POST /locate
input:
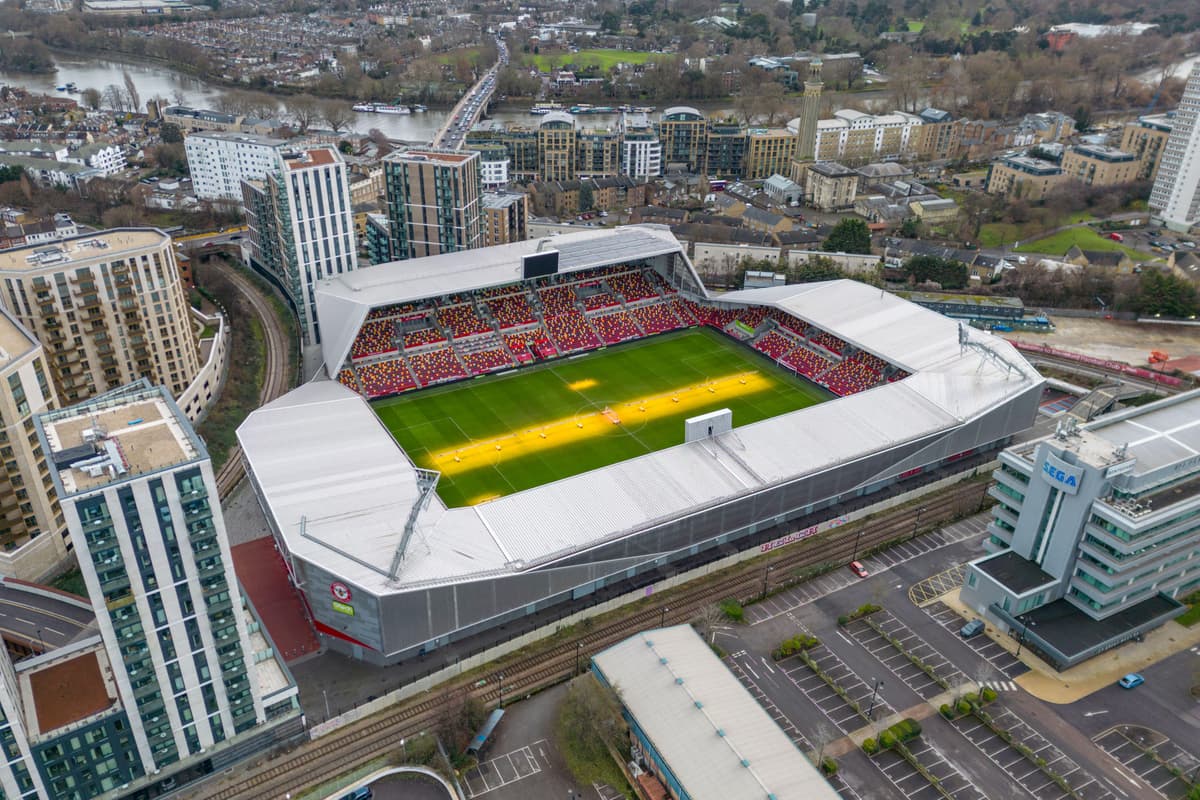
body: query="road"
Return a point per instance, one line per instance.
(468, 110)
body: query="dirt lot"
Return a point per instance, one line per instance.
(1129, 342)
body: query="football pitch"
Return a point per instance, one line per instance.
(504, 433)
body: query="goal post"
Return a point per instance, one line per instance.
(706, 426)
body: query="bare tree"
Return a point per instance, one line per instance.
(131, 92)
(336, 115)
(304, 110)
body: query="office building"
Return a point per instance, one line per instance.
(301, 228)
(220, 161)
(432, 202)
(31, 524)
(505, 217)
(1096, 164)
(1175, 199)
(177, 683)
(1096, 533)
(108, 308)
(641, 152)
(1145, 138)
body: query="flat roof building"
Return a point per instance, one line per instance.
(1096, 531)
(700, 732)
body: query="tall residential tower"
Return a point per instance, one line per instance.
(1175, 199)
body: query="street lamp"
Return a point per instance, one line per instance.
(765, 575)
(875, 693)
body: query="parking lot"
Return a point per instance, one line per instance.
(916, 786)
(810, 590)
(898, 662)
(840, 713)
(1002, 661)
(1021, 769)
(1129, 745)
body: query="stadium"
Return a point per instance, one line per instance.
(514, 428)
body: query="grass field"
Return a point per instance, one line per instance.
(499, 434)
(1086, 238)
(601, 59)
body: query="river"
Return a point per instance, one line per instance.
(160, 80)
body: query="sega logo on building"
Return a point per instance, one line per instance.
(1061, 475)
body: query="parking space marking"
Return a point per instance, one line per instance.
(1005, 662)
(882, 561)
(503, 770)
(1128, 744)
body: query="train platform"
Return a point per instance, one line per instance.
(264, 577)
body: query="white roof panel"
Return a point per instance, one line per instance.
(713, 735)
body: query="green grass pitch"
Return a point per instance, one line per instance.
(435, 420)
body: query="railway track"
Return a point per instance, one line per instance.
(359, 743)
(275, 379)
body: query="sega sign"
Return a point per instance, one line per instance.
(1061, 475)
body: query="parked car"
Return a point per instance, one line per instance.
(1132, 680)
(971, 629)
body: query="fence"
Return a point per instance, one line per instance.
(1104, 364)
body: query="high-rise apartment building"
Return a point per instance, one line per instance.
(641, 152)
(219, 161)
(1175, 199)
(31, 523)
(301, 228)
(1145, 138)
(141, 501)
(108, 308)
(505, 217)
(432, 202)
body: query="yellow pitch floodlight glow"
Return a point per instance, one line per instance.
(558, 433)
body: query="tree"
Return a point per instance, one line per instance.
(337, 115)
(945, 271)
(305, 110)
(131, 92)
(850, 235)
(90, 97)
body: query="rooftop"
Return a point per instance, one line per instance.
(15, 340)
(69, 690)
(132, 431)
(1014, 572)
(83, 250)
(717, 739)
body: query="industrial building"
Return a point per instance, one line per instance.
(389, 571)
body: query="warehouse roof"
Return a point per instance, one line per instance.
(708, 729)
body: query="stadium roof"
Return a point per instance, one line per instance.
(343, 300)
(347, 515)
(714, 737)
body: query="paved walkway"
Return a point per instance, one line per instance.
(1072, 685)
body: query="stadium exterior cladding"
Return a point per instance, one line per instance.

**Your objective:**
From the material above, copy everything exactly but the pictures.

**Exercise response:**
POST /locate
input:
body: query="road"
Return a point per instance, one line per instance.
(468, 110)
body: query="dirt lot"
Return a point per instance, one line per instance.
(1129, 342)
body: query="football pitch"
Return a point per instance, one line per instance.
(504, 433)
body: query="goal post"
Return a point per instance, one line per instance.
(706, 426)
body: query="bare tree"
Return a point per instance, one line per instance.
(131, 92)
(336, 115)
(304, 110)
body: query="office building"
Return a point per instance, one line per instance.
(301, 228)
(220, 161)
(432, 202)
(31, 524)
(505, 217)
(1096, 164)
(1175, 199)
(177, 683)
(1096, 533)
(108, 308)
(641, 152)
(1145, 138)
body: query="flat roof building"
Return a point per instance, one line per instance.
(1096, 531)
(700, 732)
body: query="tall residential tower"
Return a point per instance, one line per instance.
(1175, 199)
body: query="street lamp"
Return a point per instance, one line per instance.
(765, 575)
(875, 693)
body: query="parking lot"
Return a point per instance, one line per instance.
(916, 786)
(810, 590)
(898, 662)
(840, 713)
(1002, 661)
(1021, 769)
(1129, 745)
body: query="stadium"
Return a point per instance, one line per instance.
(514, 428)
body: query="grass field"
Return a point per instance, one line per instance.
(499, 434)
(1086, 238)
(601, 59)
body: query="river"
Return a point per instance, one line per instance.
(160, 80)
body: query="sega logo on building"
Return a point per instance, one line per instance.
(1061, 475)
body: query="parking space marking"
Return a point per instance, one line per instance.
(1005, 662)
(882, 561)
(503, 770)
(1128, 744)
body: query="train platform"
Return a point per instance, one line per instance.
(264, 577)
body: query="white roof panel"
Return a point per instance, one line per instance.
(713, 735)
body: query="green grass pitch"
Return a point per instance, one line per instance.
(435, 420)
body: query="railway track"
Return a point per instance, one line per instance.
(359, 743)
(275, 379)
body: query="sega sign"
Return a point per instance, one line per instance.
(1061, 475)
body: query="parked car"
Return a point per instance, one line per instance.
(1132, 680)
(971, 629)
body: query="fence"
Return a point per instance, one line per instance.
(1104, 364)
body: query="high-rise apartment building"
Return a point per instance, one line per instance.
(641, 152)
(219, 161)
(1175, 199)
(31, 523)
(301, 228)
(1145, 138)
(141, 501)
(108, 308)
(505, 217)
(432, 202)
body: query="yellow pitch floodlight glow"
Return a point per instance, one line per instance.
(558, 433)
body: query="tree"
Return a point per instance, one line per instance.
(337, 115)
(945, 271)
(305, 110)
(131, 92)
(850, 235)
(90, 97)
body: query="rooftop"
Return a point per instance, one line per instance.
(15, 340)
(69, 690)
(132, 431)
(1014, 572)
(83, 250)
(717, 739)
body: query="industrial building"
Return a point per instance, one line per instance.
(389, 571)
body: query="warehouse roof"
Return a point per instance, one line per instance.
(708, 729)
body: query="stadium roof"
Return a point per instance, one line per instance.
(343, 300)
(347, 515)
(714, 737)
body: query="paved walkway"
Return a point per instance, one line per instance.
(1072, 685)
body: query="stadium exterior cladding"
Return a point per instance, one line per instance.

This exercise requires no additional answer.